▶ [What is required]
Duplicate the entries below line for line without changing anything, and leave the pictures out of your copy.

Collection entries

:::::

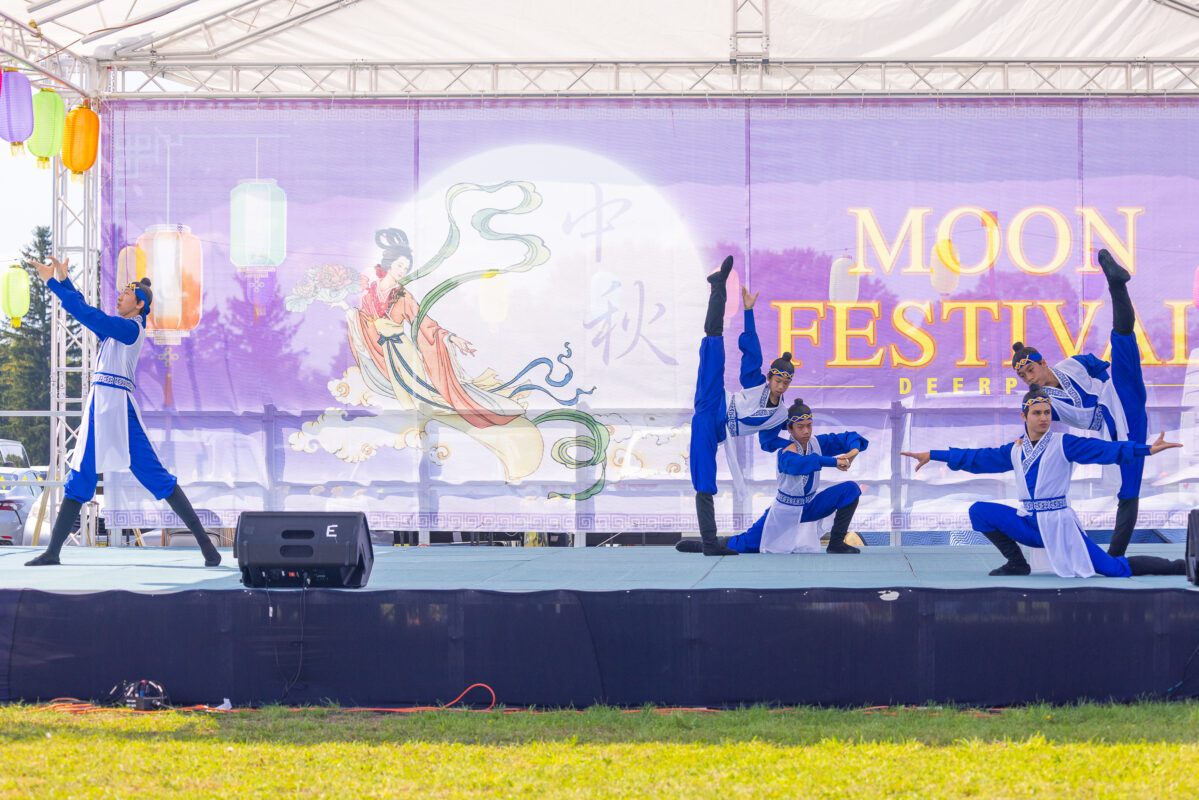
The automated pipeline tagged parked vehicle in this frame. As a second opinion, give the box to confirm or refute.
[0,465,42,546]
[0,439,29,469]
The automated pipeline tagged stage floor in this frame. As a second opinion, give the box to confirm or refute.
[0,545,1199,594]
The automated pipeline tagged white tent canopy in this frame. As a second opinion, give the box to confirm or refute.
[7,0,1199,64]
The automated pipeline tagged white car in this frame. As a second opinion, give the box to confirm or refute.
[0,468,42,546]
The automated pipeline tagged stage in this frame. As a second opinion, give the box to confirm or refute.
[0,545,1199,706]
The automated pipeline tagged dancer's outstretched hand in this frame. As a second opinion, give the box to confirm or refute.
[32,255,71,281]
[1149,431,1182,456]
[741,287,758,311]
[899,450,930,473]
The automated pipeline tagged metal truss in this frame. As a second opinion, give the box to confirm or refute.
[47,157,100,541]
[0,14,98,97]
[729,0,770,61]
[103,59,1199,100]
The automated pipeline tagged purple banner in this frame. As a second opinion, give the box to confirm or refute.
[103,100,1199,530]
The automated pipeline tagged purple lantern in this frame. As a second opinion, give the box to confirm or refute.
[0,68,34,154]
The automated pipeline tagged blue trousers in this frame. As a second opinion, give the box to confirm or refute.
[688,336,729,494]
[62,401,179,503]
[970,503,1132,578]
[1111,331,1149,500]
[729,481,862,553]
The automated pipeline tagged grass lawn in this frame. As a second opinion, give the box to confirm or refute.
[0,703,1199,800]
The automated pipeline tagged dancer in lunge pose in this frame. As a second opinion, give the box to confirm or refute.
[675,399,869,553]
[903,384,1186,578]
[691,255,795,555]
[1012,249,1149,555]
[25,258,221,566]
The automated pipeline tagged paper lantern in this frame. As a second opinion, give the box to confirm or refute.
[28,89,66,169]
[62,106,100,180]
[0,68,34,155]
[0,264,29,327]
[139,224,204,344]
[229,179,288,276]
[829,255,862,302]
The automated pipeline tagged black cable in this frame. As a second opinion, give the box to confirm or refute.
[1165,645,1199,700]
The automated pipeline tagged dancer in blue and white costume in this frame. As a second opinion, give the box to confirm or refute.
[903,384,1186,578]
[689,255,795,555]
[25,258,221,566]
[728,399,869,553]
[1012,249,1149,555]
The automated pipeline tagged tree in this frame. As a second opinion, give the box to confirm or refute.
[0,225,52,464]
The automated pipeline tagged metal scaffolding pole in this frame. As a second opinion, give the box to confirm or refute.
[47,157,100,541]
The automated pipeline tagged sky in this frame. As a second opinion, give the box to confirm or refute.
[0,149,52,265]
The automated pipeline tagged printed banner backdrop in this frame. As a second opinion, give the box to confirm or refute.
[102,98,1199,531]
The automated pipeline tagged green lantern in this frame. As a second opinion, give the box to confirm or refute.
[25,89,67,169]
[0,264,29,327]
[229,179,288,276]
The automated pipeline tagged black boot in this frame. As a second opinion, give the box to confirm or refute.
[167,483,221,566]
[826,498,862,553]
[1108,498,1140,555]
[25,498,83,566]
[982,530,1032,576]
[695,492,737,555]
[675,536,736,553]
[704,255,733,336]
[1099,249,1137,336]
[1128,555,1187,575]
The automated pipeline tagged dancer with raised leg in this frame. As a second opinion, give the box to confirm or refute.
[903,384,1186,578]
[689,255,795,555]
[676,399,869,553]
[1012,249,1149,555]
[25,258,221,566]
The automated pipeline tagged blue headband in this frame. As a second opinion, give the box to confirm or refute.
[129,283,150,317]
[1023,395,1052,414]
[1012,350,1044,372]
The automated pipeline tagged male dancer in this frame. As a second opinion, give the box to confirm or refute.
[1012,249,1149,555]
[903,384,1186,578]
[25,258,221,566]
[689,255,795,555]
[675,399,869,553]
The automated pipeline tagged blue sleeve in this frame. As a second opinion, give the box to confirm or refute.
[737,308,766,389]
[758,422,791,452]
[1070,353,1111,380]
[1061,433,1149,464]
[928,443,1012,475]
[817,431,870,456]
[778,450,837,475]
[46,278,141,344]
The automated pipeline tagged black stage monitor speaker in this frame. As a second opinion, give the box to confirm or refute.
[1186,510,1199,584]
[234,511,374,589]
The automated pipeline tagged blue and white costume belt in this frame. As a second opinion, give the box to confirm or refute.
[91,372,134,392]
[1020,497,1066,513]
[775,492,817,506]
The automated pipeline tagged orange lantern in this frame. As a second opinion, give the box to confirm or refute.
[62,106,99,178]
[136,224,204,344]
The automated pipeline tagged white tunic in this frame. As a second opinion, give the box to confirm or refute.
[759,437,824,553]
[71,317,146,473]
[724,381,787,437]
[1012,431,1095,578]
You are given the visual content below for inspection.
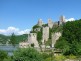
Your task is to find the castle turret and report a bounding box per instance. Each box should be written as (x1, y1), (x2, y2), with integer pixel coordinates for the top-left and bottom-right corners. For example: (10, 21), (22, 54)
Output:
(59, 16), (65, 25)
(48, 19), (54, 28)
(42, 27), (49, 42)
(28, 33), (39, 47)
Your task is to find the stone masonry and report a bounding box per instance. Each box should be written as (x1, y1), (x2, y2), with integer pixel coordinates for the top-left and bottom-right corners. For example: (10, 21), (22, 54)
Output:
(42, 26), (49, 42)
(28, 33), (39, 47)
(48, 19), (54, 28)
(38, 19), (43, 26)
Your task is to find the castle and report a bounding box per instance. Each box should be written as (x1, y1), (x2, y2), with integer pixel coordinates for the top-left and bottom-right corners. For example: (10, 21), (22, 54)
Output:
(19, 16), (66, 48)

:::::

▶ [Exercise result]
The automated pipeline tagged parked vehicle in this frame. As a second opinion, give the box to confirm or refute.
[0,465,42,546]
[0,439,29,469]
The automated pipeline tagged stage floor in this frame. As a second opinion, give the box to confirm or refute.
[0,545,1199,594]
The automated pipeline tagged white tent canopy in this frame. As a second opinion, give the box to confirm or refute.
[7,0,1199,64]
The automated pipeline tagged white car in this frame. As a second opinion, give the box to confirm or refute.
[0,468,42,546]
The automated pipeline tagged stage in this frame. As a second opinion, give the box to confirm or refute.
[0,545,1199,706]
The automated pipeline tagged dancer's outstretched hand in this frame. As a second opinion, give the box to confirm or refute.
[32,255,71,281]
[1149,431,1182,456]
[741,287,758,311]
[899,450,930,473]
The automated pipeline tagged metal truss in this frame. As a second opinion, give the box to confirm or refute.
[47,157,100,541]
[0,14,98,97]
[729,0,770,61]
[103,59,1199,100]
The automated pipeline tagged purple banner in this frame. As a second opinion, give the box to confirm or refute.
[103,100,1199,530]
The automated pipeline tagged purple lantern in this frame. As a second opinion, give the box to confirm or refute.
[0,68,34,154]
The automated pipeline tagged blue trousers in this frame. As a second opinion, give the box to confirm or refute.
[688,336,729,494]
[62,401,179,503]
[970,503,1132,578]
[1111,331,1149,500]
[729,481,862,553]
The automated pipeline tagged grass lawn in this frame. As a second opinion, give the box to confirm or refute.
[0,703,1199,800]
The automated pipeline tagged dancer in lunge pose in this frame. As a second opinion, give the box to confirm or refute.
[675,399,869,553]
[903,384,1186,578]
[691,255,795,555]
[1012,249,1149,555]
[25,258,221,566]
The automated pipeline tagged paper lantern in this frame. As a second opinion, give the box to confirm or refute.
[28,89,66,169]
[62,106,100,180]
[0,68,34,155]
[0,264,29,327]
[139,224,204,344]
[229,179,288,276]
[829,255,862,302]
The automated pipeline tagged black cable in this frame. As a second opinion, give the box to confirm or refute.
[1165,645,1199,700]
The automated pipeline tagged dancer in blue and white costume in this frame. As a second opinion, give the box to confirm or refute.
[903,384,1186,578]
[689,255,795,555]
[25,258,221,566]
[728,399,869,553]
[1012,249,1149,555]
The automated pipeline tagged tree in this frame. As a second opinion, give the box to confirm or refute.
[0,225,52,464]
The automated pipeline tagged metal scaffolding pole in this frame. As a second opinion, give the box to confirm or refute.
[47,157,100,541]
The automated pipeline tagged sky in this frame. As a second opinion, give the box to confirm or refute.
[0,149,52,265]
The automated pipeline tagged printed banner backdrop in this frame. As a second opinion, give the box to confirm or refute.
[102,98,1199,531]
The automated pipeline tagged green lantern in this frame. As a second opinion, give the box to confirm or refute.
[25,89,67,169]
[0,264,29,327]
[229,179,288,276]
The automated pipeline tagged black boot in this frame. As a second opinion, give the box to confirm or refute.
[167,483,221,566]
[826,498,862,553]
[1108,498,1140,555]
[25,498,83,566]
[982,530,1032,576]
[695,492,737,555]
[675,536,736,553]
[704,255,733,336]
[1099,249,1137,336]
[1128,555,1187,575]
The automated pipeline tagged dancer with raised leg in this frame. As a second opinion, give the box to confirm or refute.
[903,384,1186,578]
[689,255,795,555]
[676,399,869,553]
[1012,249,1149,555]
[25,258,221,566]
The automated pipeline tagged blue headband in this frame. As a second opinion, give the box to confirm or refute.
[129,283,150,317]
[1023,395,1052,414]
[1012,350,1044,372]
The automated pipeline tagged male dancer in this frame. As a second opinion, give the box to confirm or refute.
[1012,249,1149,555]
[903,384,1186,578]
[25,258,221,566]
[689,255,795,555]
[675,399,869,553]
The automated pipeline tagged blue sleeve in this frame. As a second opinion, give the box to confirm or refute.
[737,308,766,389]
[758,422,791,452]
[1070,353,1111,380]
[1061,433,1149,464]
[928,443,1012,475]
[817,431,870,456]
[778,450,837,475]
[46,278,141,344]
The automated pipeline tagged black stage monitor speaker in this frame. As a second opinion, give the box to confirm or refute.
[1186,510,1199,584]
[234,511,374,589]
The automated pipeline tagged blue and white costume belt in this frame. As a second opinion, give the box to confirm or refute.
[91,372,134,392]
[1020,497,1066,513]
[775,492,817,506]
The automated pipeline tagged orange lantern in this frame. As a second opinion, give the box to confirm or refute.
[62,106,99,178]
[136,224,204,344]
The automated pipeline tagged white tunic in this frame. As a second opinion, give the box to confirm or refute.
[759,437,824,553]
[71,317,146,473]
[724,381,787,437]
[1012,431,1095,578]
You are given the visual content below for inspection.
Your task is to find the castle turret and report a bounding box per instance. Each box should be written as (x1, y1), (x2, y2), with integer pixel coordinates for the top-left and bottom-right corners. For example: (10, 21), (22, 54)
Output:
(59, 16), (65, 25)
(48, 19), (54, 28)
(42, 27), (49, 42)
(28, 33), (39, 47)
Your task is to find the stone masonry and report a bounding box per instance. Each box should be written as (x1, y1), (x2, y2), with integer pixel coordinates for the top-left and bottom-right corners. For example: (10, 21), (22, 54)
Output:
(42, 26), (49, 42)
(28, 33), (39, 47)
(48, 19), (54, 28)
(38, 19), (43, 26)
Your task is to find the castle and report a bounding box per instance. Each box should be written as (x1, y1), (x2, y2), with integer pixel coordinates for the top-left and bottom-right corners. For example: (10, 21), (22, 54)
Output:
(19, 16), (66, 48)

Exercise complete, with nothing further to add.